Please give back each entry below unaltered, leaving the pictures out.
───── Raw data ─────
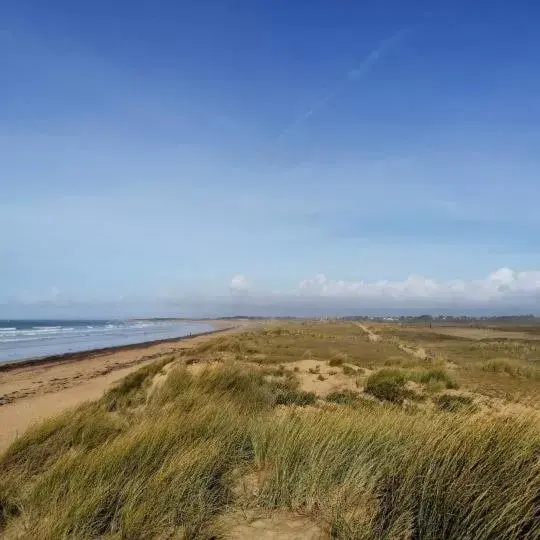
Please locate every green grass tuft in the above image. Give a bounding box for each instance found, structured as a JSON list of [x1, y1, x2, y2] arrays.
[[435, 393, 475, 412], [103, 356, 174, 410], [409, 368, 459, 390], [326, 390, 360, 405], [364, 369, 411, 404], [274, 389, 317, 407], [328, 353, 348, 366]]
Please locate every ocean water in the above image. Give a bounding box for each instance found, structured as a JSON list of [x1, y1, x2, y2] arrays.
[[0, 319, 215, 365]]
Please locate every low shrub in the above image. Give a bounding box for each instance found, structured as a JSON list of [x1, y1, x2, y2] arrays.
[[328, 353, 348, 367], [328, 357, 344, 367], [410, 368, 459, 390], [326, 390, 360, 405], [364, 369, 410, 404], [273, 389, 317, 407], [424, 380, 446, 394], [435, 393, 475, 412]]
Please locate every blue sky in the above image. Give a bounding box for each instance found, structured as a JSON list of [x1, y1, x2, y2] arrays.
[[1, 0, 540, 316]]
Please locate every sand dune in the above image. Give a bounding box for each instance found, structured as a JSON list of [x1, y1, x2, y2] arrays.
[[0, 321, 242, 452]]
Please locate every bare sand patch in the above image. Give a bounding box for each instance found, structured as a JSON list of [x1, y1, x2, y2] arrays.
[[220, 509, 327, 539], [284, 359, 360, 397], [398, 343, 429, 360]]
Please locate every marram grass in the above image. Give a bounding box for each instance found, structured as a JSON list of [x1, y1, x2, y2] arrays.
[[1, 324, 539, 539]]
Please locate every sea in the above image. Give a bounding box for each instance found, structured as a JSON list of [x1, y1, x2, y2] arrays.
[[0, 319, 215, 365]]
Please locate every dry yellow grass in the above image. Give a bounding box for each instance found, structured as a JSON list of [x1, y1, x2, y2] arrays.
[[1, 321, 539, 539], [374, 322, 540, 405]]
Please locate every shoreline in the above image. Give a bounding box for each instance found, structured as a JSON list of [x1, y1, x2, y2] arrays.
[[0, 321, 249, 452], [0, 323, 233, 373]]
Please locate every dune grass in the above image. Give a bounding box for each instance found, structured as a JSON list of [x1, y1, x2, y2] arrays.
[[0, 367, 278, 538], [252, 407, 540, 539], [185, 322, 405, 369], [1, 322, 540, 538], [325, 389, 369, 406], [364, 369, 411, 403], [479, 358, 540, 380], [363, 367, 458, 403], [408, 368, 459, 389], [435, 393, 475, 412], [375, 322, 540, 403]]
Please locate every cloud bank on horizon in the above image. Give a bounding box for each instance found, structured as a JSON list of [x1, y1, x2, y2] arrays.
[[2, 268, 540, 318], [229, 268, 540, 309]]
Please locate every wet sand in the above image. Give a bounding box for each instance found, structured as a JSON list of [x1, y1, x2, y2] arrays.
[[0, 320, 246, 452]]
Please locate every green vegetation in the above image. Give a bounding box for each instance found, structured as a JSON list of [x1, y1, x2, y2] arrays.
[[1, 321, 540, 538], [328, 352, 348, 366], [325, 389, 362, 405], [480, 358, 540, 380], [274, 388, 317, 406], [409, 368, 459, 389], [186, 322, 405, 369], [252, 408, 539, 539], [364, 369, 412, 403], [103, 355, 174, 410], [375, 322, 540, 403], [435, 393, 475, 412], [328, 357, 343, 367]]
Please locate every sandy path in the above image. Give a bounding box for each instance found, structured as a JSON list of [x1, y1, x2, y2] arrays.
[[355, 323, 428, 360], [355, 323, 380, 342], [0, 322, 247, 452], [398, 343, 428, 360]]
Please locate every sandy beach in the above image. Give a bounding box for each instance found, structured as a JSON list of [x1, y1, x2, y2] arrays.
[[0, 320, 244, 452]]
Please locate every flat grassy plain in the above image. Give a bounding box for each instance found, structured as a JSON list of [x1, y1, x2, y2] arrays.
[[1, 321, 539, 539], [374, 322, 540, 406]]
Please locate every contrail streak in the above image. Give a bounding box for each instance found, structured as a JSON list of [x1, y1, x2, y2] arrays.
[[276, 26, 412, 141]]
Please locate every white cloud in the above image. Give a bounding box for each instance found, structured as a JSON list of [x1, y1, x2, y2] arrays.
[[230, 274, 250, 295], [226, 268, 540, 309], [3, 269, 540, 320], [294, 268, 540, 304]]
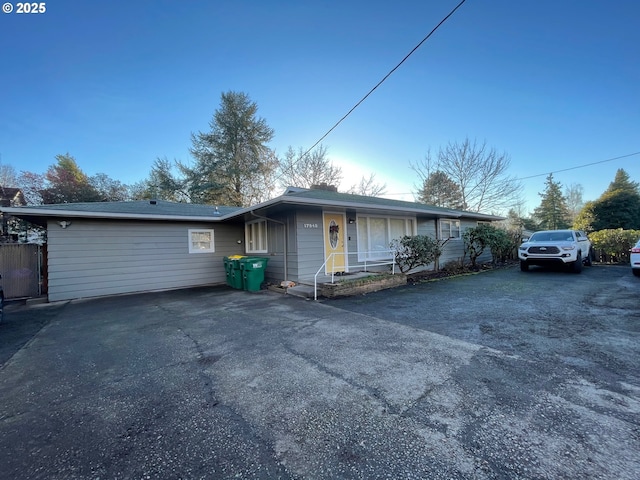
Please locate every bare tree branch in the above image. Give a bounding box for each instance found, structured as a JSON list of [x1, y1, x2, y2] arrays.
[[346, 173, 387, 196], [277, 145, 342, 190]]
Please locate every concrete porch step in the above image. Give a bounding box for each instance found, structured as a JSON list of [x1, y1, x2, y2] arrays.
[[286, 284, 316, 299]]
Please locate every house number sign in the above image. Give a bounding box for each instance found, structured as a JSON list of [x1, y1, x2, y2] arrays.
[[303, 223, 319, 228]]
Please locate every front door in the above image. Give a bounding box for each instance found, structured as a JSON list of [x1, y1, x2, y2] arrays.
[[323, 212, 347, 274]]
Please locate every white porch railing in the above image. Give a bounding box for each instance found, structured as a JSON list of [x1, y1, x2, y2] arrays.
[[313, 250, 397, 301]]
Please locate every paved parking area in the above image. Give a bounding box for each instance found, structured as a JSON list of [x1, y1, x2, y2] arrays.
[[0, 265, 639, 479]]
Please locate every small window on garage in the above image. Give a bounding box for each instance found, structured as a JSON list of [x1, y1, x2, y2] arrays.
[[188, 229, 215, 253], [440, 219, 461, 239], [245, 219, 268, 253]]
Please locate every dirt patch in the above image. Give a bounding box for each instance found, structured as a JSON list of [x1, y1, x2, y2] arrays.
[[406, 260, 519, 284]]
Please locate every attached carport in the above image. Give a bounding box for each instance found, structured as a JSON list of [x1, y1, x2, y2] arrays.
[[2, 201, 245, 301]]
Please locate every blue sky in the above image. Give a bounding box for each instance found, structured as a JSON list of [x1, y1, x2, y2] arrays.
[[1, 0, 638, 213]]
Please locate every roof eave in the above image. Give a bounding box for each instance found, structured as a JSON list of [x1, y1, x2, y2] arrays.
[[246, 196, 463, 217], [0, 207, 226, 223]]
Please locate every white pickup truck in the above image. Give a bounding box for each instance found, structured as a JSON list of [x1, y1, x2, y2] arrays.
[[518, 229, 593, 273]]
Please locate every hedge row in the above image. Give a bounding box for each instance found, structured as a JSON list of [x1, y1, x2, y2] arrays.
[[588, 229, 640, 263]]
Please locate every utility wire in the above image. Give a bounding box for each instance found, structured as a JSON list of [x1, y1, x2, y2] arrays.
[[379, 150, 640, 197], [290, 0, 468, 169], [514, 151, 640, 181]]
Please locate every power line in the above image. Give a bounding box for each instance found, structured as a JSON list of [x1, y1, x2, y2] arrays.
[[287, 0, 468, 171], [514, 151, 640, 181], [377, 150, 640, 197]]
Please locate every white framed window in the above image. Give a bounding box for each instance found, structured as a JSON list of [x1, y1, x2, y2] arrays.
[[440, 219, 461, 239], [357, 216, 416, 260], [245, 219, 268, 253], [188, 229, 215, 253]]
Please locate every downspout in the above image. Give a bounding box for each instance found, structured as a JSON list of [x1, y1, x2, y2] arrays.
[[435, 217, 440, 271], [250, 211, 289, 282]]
─────
The answer:
Please locate every green grass tuft in the above image. Give a bounding box for each instance found, structured as a JSON list of [x1, y1, x2, y2] arrays.
[[435, 393, 475, 412], [103, 356, 174, 410], [409, 368, 459, 390], [326, 390, 360, 405], [364, 369, 411, 404], [274, 389, 317, 407], [328, 353, 348, 366]]
Please locate every ocean water in the above image. Give a bounding box for each instance found, structured as a JSON list of [x1, y1, x2, y2] arrays.
[[0, 319, 215, 365]]
Please locate every low shrub in the above image. Give a bounding box for each instance found, structured as a JSON list of [x1, y1, x2, y2] arrays.
[[328, 353, 348, 367], [328, 357, 344, 367], [410, 368, 459, 390], [326, 390, 360, 405], [364, 369, 410, 404], [273, 389, 317, 407], [424, 380, 446, 394], [435, 393, 475, 412]]
Please locate every blue sky in the above image. Give a bounding box for each instance found, structured as a JSON list of [x1, y1, x2, y2] arrays.
[[1, 0, 540, 316]]
Please locate every sand dune in the above image. Give a bounding box for each instance found, structured as a JSON list of [x1, y1, x2, y2] arrays.
[[0, 321, 242, 452]]
Please locate every bare sand patch in the above image. Give a bounding box for each instance found, structured as a JSON list of [x1, y1, x2, y2] arrays.
[[220, 509, 327, 539], [284, 359, 360, 397], [398, 343, 429, 360]]
Please locate every marram grass in the above image. Give a bounding box for each instance found, structured as a JSON list of [x1, y1, x2, y2] arrays.
[[1, 324, 539, 539]]
Please locate every sea in the above image. Give a bounding box for each instance found, structured as a JSON list of [x1, y1, x2, y2] arrays.
[[0, 319, 215, 365]]
Please locate every dry yellow grass in the above image. Give a bounding box for each instance found, structured as a JSON list of [x1, y1, x2, y2] arrays.
[[1, 321, 539, 539], [374, 322, 540, 405]]
Please locate every shoreline in the above image. Give a bounding box for each instance found, structured as a JSON list of [x1, y1, x2, y2] arrays.
[[0, 321, 249, 452], [0, 323, 233, 373]]
Please locate every dune grass in the above image. Give a bounding box for each instance found, structured as a JSON list of [x1, y1, x2, y2] arrays.
[[0, 367, 278, 538], [252, 407, 540, 539], [185, 322, 405, 369], [1, 322, 540, 538], [325, 389, 369, 406], [364, 369, 411, 403], [479, 358, 540, 380], [363, 367, 458, 403], [408, 368, 459, 389], [435, 393, 475, 412], [375, 322, 540, 403]]
Please locate every cloud bank on horizon in the above image. Give a bounding box for each instance found, structured as a JSON list of [x1, y1, x2, y2] arrays.
[[2, 268, 540, 318], [229, 268, 540, 309]]
Please locate every wet sand in the above image. Give a bounding box for each instance found, structured as a JSON list of [x1, y1, x2, y2] arrays.
[[0, 320, 246, 452]]
Please locate every green vegetation in the above image. Give a bounding box for each instance found, structured as a JSON list of [x1, y1, x2, y2] arrays.
[[1, 321, 540, 538], [328, 352, 348, 366], [325, 389, 362, 405], [480, 358, 540, 380], [274, 388, 317, 406], [409, 368, 459, 389], [186, 322, 405, 369], [252, 408, 539, 539], [364, 369, 412, 403], [103, 355, 174, 410], [375, 322, 540, 403], [435, 393, 475, 412], [328, 357, 343, 367]]
Please locate every sandy path in the above image. Give a bounding box for each instance found, structured as a JSON list of [x1, y1, x2, y2] arrays.
[[355, 323, 428, 360], [355, 323, 380, 342], [0, 322, 247, 452], [398, 343, 428, 360]]
Please locate every sandy beach in the above image. Give a bounding box for each instance found, structured as a JSON list of [x1, y1, x2, y2] arrays.
[[0, 320, 244, 452]]
Please locate every flat grassy plain in the above image. Give a bounding box for each instance found, structured as a JSON list of [x1, y1, x2, y2] arrays.
[[1, 321, 539, 539], [374, 322, 540, 406]]
Please locate every contrail streak in the above image. Give a bounding box for each instance found, structured as a JSON list of [x1, y1, x2, y2] arrays.
[[276, 26, 412, 141]]
Please locate every white cloud in the above image. Give a bounding box for each instance found, structured as a JSON list of [x1, y1, x2, y2] arrays.
[[230, 274, 250, 295], [226, 268, 540, 309], [3, 269, 540, 320], [294, 268, 540, 304]]
Please locate every bare tree branch in the above image. Give a bounding box for each instance found, structured as a JSON list of [x1, y1, x2, y2] arrays.
[[346, 173, 387, 196], [277, 145, 342, 190]]
Please locate every concrete porch step in the above image. Give a bounding box for each instance found, structured as a JSON list of [x1, y1, x2, y2] arrays.
[[286, 284, 316, 299]]
Please locate every house number sign in the above image. Give a bounding box for each instance found, structured as a JSON list of [x1, y1, x2, y2] arrays.
[[303, 223, 319, 228]]
Please locate every front door in the above image. Give a bounding box for each instance found, structured as a JSON list of [x1, y1, x2, y2] arrays.
[[323, 212, 347, 274]]
Please locate every white porch railing in the above image. Give a bounding box for each instance found, structured as a JSON list of [x1, y1, x2, y2] arrays.
[[313, 250, 397, 301]]
Please locate every paved parking area in the above image. Give a bounding box for each instance found, structured as a JSON list of [x1, y1, x2, y2] arrays.
[[0, 265, 639, 479]]
Please locate every small window on garage in the above image. Give a bounding box for each instance found, structured as a JSON list of [x1, y1, x2, y2] arrays.
[[188, 229, 215, 253], [440, 219, 461, 239], [245, 219, 268, 253]]
Please locate every dirt patch in the above image. Give a bounding box for each instance found, structured as a JSON list of [x1, y1, x2, y2] arrays.
[[406, 260, 519, 284]]
Please locate every attached carport in the above image. Give a bounding box for each instance found, structured as a JSON list of [x1, y1, x2, y2] arrays.
[[2, 201, 245, 301]]
Please locate every blue sky in the above image. Give a bounding box for each instance found, structured as a JSON list of [x1, y1, x2, y2] arrays.
[[1, 0, 638, 213]]
Please locate every roof eave in the above image. Give a bounding box for each instance found, structured as a JSON list of [x1, y1, x2, y2] arrays.
[[246, 196, 463, 217], [0, 207, 226, 223]]
Please locate every white pickup truck in the above image. Give a bounding box for each instance found, structured as a JSON list of [x1, y1, x2, y2] arrays.
[[518, 229, 593, 273]]
Please locate every hedge row in the above image. Give a bounding box for each instance found, structured as a JSON list of [x1, y1, x2, y2] arrays.
[[588, 229, 640, 263]]
Please locate every utility wire in the above image. Give a bounding box for each instance found, structured as a JSON list of [x1, y1, x2, y2] arrays.
[[379, 150, 640, 197], [290, 0, 468, 169], [514, 151, 640, 181]]
Please locate every power line in the above image. Give a bounding box for each instance found, structured as a JSON list of [x1, y1, x2, y2] arrays.
[[287, 0, 468, 171], [514, 151, 640, 181], [377, 150, 640, 197]]
Please locate every white framed window in the above image. Give a bounding box for each instance found, structured as a JSON list of [x1, y1, x2, y2] arrays.
[[440, 219, 461, 239], [357, 216, 416, 260], [245, 219, 268, 253], [188, 229, 215, 253]]
Please locate every downspout in the above image. Give a bounding box for each instance found, structured as a JSON list of [x1, y1, x2, y2] arrays.
[[435, 217, 440, 271], [250, 211, 289, 282]]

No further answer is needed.